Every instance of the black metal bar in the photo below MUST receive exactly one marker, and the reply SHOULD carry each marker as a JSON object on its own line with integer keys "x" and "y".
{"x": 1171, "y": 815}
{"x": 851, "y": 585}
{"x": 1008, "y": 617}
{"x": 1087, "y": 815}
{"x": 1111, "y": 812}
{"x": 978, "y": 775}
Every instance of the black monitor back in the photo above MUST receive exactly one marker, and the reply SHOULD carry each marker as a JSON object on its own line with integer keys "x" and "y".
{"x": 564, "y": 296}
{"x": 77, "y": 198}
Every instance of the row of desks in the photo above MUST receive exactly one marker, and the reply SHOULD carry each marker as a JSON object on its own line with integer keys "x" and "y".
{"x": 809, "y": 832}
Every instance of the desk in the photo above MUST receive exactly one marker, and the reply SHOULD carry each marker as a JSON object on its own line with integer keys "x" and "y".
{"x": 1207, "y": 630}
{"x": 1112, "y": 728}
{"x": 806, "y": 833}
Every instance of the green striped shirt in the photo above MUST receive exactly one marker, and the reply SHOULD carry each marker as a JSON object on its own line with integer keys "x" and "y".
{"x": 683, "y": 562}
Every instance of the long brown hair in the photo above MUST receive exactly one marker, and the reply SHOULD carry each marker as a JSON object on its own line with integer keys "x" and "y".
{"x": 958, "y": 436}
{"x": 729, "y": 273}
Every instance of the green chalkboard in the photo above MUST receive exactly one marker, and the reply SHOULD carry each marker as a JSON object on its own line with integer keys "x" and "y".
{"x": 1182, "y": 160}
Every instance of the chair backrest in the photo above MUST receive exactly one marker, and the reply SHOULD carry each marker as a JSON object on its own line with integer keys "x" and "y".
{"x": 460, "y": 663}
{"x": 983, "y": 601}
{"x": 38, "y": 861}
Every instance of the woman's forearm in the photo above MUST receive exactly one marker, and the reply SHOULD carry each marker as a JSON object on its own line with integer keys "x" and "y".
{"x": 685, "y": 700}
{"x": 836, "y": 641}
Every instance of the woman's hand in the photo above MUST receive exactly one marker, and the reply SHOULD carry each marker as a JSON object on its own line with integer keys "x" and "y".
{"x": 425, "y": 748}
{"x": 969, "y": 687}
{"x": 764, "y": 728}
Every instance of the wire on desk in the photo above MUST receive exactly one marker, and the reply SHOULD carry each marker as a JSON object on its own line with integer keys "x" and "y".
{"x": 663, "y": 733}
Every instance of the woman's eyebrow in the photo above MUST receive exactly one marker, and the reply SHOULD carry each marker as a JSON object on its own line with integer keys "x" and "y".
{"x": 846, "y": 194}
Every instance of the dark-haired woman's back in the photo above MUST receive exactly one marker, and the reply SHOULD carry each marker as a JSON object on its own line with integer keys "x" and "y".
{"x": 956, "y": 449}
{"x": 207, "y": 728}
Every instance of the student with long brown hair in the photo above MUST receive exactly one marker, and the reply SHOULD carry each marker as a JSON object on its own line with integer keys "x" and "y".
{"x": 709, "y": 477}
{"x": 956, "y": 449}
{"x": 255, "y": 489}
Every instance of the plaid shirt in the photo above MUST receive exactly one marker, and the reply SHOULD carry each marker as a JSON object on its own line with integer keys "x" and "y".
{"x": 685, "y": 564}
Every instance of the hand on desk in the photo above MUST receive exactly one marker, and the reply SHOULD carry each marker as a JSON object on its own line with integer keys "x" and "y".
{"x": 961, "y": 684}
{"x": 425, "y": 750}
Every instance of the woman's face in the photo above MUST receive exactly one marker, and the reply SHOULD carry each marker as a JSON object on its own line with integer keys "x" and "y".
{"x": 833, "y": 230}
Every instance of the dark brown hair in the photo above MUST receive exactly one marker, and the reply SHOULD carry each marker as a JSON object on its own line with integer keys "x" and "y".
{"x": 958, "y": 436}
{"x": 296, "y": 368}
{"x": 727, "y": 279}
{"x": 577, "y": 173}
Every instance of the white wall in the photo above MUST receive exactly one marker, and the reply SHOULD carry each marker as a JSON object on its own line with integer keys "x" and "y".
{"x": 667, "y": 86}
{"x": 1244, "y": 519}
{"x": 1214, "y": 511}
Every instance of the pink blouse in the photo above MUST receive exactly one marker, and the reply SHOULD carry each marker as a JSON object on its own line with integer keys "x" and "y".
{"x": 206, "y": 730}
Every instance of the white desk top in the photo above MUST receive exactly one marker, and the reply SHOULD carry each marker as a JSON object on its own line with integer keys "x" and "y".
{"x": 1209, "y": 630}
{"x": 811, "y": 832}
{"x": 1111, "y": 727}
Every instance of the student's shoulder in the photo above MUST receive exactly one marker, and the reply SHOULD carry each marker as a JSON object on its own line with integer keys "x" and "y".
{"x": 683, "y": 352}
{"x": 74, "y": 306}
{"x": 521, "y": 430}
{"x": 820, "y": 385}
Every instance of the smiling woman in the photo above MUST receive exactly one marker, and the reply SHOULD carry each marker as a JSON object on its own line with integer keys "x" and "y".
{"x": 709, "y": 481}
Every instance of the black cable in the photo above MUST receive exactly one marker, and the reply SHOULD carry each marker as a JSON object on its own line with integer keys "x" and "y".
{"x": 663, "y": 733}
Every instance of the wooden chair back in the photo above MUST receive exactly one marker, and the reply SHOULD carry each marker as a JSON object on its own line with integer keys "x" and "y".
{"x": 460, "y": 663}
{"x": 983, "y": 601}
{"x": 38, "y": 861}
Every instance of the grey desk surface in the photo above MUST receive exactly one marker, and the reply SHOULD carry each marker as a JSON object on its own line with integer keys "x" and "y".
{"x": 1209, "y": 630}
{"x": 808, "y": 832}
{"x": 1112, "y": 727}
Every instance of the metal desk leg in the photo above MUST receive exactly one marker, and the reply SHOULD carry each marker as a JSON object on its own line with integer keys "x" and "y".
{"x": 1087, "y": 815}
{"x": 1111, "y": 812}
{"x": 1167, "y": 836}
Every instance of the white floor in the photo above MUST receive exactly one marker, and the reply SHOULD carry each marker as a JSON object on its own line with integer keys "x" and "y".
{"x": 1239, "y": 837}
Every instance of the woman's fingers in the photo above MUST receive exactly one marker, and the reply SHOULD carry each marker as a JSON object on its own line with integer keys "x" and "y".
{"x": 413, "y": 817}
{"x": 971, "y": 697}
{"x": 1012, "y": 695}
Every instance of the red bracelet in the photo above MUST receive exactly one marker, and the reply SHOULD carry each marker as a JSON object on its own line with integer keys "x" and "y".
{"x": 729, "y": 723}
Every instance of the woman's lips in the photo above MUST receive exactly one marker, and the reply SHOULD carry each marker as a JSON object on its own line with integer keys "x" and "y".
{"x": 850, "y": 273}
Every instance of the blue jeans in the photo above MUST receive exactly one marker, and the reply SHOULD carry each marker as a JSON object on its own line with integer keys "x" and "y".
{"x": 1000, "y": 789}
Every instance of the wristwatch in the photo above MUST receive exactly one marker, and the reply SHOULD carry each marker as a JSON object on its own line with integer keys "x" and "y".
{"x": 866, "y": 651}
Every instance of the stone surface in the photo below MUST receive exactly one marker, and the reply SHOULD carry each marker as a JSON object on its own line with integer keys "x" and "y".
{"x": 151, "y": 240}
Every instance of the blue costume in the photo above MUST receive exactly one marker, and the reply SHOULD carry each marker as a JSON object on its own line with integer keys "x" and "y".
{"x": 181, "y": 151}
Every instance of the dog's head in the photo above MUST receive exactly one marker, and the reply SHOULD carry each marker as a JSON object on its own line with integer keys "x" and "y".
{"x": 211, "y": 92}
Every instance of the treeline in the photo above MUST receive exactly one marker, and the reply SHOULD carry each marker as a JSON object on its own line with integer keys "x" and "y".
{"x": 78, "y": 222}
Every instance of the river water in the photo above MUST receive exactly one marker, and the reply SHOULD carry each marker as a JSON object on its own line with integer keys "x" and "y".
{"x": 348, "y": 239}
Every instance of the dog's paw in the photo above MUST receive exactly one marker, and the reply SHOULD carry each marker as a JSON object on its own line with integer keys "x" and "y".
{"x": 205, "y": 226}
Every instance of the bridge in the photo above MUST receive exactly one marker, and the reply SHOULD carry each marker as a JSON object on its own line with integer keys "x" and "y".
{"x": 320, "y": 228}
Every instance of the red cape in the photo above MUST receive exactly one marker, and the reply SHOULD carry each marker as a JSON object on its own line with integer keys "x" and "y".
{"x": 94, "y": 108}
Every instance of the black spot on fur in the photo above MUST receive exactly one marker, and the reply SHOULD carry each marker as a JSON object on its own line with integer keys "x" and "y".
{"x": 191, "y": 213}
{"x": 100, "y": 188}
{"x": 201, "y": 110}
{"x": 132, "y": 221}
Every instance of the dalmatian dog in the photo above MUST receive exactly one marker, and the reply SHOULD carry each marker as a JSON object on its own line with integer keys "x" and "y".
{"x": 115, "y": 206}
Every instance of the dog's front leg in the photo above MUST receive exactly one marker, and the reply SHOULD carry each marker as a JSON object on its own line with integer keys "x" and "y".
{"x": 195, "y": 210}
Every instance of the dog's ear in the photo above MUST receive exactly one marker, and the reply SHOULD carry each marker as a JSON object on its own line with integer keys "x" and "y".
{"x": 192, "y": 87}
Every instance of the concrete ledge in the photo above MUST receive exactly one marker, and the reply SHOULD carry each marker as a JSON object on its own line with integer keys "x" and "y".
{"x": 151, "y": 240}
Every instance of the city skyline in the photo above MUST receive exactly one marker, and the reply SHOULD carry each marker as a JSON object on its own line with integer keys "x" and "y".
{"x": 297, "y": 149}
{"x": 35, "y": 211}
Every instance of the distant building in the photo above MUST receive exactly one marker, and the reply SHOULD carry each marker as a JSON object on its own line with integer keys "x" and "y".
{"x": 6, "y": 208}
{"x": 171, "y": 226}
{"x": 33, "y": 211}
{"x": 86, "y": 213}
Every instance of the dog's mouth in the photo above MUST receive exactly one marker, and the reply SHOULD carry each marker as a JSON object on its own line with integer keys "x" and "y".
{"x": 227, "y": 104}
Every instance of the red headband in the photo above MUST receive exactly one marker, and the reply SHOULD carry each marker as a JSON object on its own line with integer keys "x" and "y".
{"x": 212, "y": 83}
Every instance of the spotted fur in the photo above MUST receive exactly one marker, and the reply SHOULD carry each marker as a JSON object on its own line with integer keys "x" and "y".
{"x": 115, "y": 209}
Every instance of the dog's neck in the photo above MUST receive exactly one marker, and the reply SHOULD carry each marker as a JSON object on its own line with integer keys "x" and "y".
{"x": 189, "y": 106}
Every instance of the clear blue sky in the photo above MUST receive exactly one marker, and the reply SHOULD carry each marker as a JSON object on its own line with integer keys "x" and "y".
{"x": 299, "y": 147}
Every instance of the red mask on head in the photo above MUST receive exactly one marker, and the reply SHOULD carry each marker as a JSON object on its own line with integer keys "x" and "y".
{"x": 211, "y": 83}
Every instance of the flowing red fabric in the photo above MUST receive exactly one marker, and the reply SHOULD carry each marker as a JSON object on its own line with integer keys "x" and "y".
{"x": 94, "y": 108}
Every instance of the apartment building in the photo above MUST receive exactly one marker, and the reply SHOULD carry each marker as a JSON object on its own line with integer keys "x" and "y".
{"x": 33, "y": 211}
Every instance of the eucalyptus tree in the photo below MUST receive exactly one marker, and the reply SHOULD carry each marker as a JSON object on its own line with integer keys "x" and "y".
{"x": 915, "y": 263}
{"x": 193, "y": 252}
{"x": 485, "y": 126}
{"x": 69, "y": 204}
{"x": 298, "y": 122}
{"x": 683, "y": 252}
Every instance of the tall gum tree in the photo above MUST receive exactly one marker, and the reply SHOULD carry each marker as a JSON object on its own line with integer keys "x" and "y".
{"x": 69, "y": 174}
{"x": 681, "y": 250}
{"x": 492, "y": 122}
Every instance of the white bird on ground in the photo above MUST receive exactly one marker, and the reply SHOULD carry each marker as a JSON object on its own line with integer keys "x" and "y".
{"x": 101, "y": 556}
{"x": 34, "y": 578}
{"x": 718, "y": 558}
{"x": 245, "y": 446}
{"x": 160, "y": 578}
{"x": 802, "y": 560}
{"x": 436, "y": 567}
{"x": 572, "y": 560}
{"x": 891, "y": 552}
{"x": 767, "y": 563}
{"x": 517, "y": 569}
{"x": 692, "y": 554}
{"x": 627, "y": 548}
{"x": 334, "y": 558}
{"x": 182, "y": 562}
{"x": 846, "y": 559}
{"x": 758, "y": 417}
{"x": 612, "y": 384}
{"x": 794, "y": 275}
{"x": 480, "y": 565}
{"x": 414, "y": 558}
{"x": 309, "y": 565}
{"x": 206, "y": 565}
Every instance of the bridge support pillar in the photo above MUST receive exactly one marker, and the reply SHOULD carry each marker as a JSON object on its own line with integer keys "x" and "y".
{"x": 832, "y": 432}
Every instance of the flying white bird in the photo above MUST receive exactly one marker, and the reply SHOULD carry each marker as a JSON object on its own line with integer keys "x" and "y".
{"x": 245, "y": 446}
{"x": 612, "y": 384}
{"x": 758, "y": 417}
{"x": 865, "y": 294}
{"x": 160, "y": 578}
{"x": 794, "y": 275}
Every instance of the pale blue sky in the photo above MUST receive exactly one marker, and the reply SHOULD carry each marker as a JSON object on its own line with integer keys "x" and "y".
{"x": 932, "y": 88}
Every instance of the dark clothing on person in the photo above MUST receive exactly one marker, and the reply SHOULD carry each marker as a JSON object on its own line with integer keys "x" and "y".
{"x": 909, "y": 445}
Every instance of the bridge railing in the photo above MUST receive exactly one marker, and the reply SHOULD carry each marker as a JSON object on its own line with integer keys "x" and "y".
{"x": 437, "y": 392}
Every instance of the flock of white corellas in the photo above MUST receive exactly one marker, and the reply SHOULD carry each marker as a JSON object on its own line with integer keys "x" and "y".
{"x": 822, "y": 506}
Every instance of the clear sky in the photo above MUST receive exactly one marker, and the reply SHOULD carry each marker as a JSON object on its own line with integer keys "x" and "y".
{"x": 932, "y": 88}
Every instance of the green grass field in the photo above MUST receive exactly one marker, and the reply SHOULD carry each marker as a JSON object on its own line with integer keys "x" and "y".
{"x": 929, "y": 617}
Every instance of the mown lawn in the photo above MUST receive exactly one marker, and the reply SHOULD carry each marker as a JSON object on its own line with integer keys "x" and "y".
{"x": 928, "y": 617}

### TO DO:
Beginning with the line that has "Every instance of the clear sky", set down each line through the last one above, exactly, and nothing else.

### WORKED SOLUTION:
Every instance of the clear sky in the photo above MUST receive exactly one marker, and the reply SHOULD carry each marker as a JSON object on its own line with integer keys "x" and "y".
{"x": 932, "y": 88}
Every instance of the green grass field in the photo above MUST receive exactly one marker, and the reply SHOULD carry each marker as a JSON object on its own line with integer keys "x" and "y".
{"x": 929, "y": 617}
Every instance of the mown lawn in the photo above MUST receive exactly one marker, and the reply SHOULD carry each marker as a JSON object on its own line with integer keys "x" and "y".
{"x": 928, "y": 617}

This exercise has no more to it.